• [TASK REQUIREMENTS]:
Reproduce the listing from the line containing "rooftop, that would be most helpful." through the end of the listing, substituting "Filled regions" for "Interiors" and leaving all else unchanged.

-=-=-

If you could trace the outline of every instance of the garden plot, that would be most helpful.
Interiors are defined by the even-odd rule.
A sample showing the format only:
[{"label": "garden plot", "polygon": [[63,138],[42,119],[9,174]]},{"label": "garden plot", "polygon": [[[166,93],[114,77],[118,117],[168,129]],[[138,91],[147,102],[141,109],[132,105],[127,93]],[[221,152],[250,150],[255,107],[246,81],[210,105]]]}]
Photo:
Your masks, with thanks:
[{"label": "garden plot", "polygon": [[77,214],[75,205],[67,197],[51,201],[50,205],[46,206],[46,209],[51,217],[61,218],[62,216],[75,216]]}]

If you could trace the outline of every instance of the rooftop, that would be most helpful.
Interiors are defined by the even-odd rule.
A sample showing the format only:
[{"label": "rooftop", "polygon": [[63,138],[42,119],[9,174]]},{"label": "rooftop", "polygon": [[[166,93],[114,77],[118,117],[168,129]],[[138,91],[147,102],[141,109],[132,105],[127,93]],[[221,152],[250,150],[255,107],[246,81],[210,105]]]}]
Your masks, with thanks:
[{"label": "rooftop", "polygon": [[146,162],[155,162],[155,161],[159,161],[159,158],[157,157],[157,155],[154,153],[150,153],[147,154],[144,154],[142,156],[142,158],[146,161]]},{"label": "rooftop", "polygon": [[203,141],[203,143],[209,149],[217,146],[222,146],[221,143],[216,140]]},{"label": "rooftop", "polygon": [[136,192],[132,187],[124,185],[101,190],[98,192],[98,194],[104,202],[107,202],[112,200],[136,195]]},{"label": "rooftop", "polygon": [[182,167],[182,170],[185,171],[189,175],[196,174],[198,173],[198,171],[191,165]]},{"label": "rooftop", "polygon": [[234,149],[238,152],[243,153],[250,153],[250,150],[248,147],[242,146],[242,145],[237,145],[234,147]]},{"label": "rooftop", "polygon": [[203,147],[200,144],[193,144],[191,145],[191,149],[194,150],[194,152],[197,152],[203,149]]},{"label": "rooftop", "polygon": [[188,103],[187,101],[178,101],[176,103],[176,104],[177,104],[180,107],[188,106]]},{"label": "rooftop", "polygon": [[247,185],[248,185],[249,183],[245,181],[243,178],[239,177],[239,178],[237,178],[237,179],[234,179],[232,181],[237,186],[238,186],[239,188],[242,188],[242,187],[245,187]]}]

-=-=-

• [ANSWER TO THE PROBLEM]:
If you could trace the outline of every instance of the rooftop, that would be most helpful.
Filled regions are defined by the even-odd rule.
A sample showing the format only:
[{"label": "rooftop", "polygon": [[63,138],[42,119],[9,174]]},{"label": "rooftop", "polygon": [[[166,93],[114,77],[118,117],[168,129]],[[138,91],[147,102],[141,109],[132,105],[127,93]],[[221,152],[250,150],[255,107],[246,81],[210,105]]]}]
Your masks, with thanks:
[{"label": "rooftop", "polygon": [[146,162],[155,162],[155,161],[159,161],[159,158],[157,157],[157,155],[154,153],[150,153],[147,154],[144,154],[142,156],[142,158],[146,161]]},{"label": "rooftop", "polygon": [[203,141],[203,143],[209,149],[217,146],[222,146],[221,143],[216,140]]},{"label": "rooftop", "polygon": [[136,192],[132,187],[124,185],[101,190],[98,192],[98,194],[104,202],[107,202],[112,200],[136,195]]},{"label": "rooftop", "polygon": [[182,167],[182,170],[185,171],[189,175],[196,174],[198,173],[198,171],[191,165]]},{"label": "rooftop", "polygon": [[234,149],[238,152],[243,153],[250,153],[250,150],[248,147],[242,146],[242,145],[237,145],[234,147]]},{"label": "rooftop", "polygon": [[203,147],[200,144],[193,144],[191,145],[191,149],[194,150],[194,152],[197,152],[203,149]]},{"label": "rooftop", "polygon": [[188,103],[187,101],[178,101],[176,103],[176,104],[177,104],[180,107],[188,106]]},{"label": "rooftop", "polygon": [[247,185],[248,185],[249,183],[245,181],[243,178],[239,177],[239,178],[237,178],[237,179],[234,179],[232,181],[237,186],[238,186],[239,188],[242,188],[242,187],[245,187]]}]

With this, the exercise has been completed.